- Record list:

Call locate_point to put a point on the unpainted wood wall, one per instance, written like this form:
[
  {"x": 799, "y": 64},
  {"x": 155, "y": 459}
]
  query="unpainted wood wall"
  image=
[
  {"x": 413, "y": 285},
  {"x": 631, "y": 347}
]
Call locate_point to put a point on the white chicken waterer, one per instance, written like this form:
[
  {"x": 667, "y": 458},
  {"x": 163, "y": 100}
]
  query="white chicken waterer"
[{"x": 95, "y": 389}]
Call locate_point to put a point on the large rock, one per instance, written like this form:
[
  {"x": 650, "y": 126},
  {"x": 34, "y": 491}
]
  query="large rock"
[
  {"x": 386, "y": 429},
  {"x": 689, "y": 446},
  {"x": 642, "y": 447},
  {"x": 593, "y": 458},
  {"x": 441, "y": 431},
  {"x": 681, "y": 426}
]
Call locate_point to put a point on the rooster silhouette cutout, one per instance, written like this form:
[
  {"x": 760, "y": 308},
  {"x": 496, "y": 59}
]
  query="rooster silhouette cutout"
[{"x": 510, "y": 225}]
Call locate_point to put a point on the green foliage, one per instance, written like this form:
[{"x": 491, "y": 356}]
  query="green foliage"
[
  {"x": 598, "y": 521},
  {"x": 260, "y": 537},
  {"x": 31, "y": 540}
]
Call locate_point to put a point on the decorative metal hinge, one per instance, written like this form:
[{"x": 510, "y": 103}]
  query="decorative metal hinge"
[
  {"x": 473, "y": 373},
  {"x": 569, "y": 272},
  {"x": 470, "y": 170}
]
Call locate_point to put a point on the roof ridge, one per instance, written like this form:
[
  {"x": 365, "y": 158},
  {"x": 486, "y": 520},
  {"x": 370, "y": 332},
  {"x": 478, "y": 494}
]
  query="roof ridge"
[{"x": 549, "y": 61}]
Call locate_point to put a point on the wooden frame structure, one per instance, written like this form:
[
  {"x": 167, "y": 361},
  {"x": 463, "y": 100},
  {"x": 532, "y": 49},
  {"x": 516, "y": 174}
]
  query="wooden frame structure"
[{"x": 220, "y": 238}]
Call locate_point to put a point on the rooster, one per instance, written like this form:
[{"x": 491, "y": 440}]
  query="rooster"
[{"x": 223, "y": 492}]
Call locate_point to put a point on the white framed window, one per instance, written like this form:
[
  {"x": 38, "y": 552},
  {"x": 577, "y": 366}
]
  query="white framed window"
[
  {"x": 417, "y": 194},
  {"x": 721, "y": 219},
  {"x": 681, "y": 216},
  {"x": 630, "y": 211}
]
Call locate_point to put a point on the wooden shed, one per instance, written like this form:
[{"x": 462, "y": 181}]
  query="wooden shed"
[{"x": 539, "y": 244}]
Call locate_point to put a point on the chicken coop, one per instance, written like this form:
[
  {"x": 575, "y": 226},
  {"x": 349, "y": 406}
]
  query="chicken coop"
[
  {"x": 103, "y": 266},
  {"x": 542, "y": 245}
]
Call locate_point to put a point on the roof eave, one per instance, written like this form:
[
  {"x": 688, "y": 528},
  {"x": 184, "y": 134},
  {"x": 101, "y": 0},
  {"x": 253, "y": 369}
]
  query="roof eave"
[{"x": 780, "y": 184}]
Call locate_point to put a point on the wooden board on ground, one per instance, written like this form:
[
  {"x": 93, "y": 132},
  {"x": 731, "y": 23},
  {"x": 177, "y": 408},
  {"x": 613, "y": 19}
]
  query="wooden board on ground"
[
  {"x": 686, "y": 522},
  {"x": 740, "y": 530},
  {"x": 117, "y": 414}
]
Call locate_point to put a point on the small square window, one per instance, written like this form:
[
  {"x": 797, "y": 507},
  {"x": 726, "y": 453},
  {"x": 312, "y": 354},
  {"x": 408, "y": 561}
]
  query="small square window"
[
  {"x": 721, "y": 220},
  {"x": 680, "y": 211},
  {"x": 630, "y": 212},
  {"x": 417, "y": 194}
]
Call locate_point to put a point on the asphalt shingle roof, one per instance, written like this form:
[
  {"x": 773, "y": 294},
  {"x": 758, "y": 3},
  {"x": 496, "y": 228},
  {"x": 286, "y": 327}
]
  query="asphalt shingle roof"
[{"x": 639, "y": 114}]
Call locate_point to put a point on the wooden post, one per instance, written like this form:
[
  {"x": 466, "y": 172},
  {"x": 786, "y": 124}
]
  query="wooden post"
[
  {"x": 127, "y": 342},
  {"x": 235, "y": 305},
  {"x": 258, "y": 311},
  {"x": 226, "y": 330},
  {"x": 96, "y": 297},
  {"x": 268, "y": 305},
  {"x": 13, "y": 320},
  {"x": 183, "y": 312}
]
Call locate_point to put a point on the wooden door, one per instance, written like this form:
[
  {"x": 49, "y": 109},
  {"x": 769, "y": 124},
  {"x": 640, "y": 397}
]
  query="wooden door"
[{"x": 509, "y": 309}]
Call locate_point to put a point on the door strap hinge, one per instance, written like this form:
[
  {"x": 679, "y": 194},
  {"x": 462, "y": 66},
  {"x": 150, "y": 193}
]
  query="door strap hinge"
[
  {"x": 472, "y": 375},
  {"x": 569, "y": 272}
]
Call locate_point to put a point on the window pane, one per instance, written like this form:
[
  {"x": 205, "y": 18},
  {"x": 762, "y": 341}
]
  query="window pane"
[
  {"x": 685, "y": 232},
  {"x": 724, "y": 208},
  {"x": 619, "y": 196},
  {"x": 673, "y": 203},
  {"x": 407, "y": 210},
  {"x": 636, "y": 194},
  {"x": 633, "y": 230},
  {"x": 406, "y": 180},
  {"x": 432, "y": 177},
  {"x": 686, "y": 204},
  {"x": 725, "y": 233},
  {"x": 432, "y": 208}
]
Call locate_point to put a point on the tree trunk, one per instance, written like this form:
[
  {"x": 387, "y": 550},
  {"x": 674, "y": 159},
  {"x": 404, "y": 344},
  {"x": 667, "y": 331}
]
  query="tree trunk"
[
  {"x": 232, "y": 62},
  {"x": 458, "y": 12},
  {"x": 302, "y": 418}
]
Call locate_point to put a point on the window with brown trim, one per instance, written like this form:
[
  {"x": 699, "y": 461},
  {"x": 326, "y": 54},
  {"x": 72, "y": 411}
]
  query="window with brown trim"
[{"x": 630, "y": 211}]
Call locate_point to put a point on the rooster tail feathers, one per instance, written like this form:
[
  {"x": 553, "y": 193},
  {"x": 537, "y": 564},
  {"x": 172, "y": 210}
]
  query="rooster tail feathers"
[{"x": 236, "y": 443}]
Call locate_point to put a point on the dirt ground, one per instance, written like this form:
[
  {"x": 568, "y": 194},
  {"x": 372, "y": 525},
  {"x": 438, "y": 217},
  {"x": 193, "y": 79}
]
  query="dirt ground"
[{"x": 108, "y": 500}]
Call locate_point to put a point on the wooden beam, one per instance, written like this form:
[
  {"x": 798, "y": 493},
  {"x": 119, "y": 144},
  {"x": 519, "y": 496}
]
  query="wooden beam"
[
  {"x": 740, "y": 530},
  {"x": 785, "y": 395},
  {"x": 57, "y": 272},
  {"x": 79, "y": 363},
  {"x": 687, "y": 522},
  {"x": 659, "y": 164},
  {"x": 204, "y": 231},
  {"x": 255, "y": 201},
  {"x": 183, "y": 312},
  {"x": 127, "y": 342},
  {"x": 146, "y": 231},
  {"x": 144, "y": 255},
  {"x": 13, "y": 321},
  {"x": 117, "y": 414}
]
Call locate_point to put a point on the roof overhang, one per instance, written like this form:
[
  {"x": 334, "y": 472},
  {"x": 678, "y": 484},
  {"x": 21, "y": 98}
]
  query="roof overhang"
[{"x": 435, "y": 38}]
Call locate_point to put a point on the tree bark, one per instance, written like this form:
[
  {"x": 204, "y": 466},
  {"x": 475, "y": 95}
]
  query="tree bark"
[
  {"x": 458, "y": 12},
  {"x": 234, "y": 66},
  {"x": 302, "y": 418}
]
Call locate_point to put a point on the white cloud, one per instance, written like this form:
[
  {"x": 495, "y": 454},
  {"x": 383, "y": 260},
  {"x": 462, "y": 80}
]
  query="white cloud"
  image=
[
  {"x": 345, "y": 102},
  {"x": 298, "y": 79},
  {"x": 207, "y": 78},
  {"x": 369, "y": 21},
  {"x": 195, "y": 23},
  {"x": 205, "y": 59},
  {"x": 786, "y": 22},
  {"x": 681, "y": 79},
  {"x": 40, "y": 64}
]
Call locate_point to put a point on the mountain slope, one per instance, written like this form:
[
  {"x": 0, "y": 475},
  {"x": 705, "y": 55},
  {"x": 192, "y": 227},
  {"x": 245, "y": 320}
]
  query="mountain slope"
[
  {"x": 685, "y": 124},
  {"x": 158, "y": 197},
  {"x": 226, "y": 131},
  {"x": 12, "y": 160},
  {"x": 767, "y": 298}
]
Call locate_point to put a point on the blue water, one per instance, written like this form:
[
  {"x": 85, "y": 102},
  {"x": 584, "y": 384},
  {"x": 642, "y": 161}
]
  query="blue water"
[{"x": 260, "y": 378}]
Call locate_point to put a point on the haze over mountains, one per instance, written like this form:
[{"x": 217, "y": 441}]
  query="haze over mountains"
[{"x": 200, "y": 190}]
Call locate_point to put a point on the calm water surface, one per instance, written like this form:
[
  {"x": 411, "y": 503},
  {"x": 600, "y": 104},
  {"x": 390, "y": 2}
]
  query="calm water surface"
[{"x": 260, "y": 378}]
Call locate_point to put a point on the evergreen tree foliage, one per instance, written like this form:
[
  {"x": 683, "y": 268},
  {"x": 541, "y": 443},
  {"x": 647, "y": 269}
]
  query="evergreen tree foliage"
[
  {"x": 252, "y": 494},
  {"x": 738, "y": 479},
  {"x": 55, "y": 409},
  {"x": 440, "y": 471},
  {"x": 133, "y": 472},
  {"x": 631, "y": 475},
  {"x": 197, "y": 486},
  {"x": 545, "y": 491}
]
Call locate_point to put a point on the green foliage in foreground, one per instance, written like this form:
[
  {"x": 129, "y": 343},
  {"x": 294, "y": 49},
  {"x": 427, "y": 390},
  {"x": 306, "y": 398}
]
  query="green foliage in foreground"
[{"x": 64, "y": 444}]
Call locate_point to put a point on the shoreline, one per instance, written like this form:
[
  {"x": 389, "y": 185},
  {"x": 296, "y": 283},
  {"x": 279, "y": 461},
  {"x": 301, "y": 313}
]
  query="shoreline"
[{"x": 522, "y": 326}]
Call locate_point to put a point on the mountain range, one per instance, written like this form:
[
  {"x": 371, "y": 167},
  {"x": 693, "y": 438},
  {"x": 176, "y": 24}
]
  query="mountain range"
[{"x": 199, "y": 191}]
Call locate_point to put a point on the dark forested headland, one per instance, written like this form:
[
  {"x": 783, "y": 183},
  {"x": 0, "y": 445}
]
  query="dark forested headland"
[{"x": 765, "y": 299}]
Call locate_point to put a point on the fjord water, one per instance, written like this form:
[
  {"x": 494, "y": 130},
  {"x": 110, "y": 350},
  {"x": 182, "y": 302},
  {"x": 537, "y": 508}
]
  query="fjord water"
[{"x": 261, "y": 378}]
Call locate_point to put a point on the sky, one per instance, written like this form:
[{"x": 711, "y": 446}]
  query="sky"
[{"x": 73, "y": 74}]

- Brief:
Locate "Call locate_point to put a point on the mountain range, one" in the material, then quote the line that contains it and all lines after it through the final one.

- Right answer:
Call locate_point to put a point on the mountain range, one per instance, written like this form:
[
  {"x": 371, "y": 167},
  {"x": 693, "y": 438},
  {"x": 176, "y": 24}
]
  query="mountain range"
[{"x": 199, "y": 191}]
Call locate_point to put a point on the dark forested headland, one per instance, written like this form:
[
  {"x": 783, "y": 183},
  {"x": 0, "y": 445}
]
  query="dark forested headland"
[{"x": 765, "y": 299}]
Call locate_point to put a point on the fjord water, one per instance, written like this form:
[
  {"x": 494, "y": 130},
  {"x": 110, "y": 350},
  {"x": 182, "y": 302},
  {"x": 537, "y": 508}
]
  query="fjord water"
[{"x": 261, "y": 378}]
Call locate_point to put a point on the sky, one per instance, written like this form:
[{"x": 711, "y": 446}]
  query="sky"
[{"x": 73, "y": 74}]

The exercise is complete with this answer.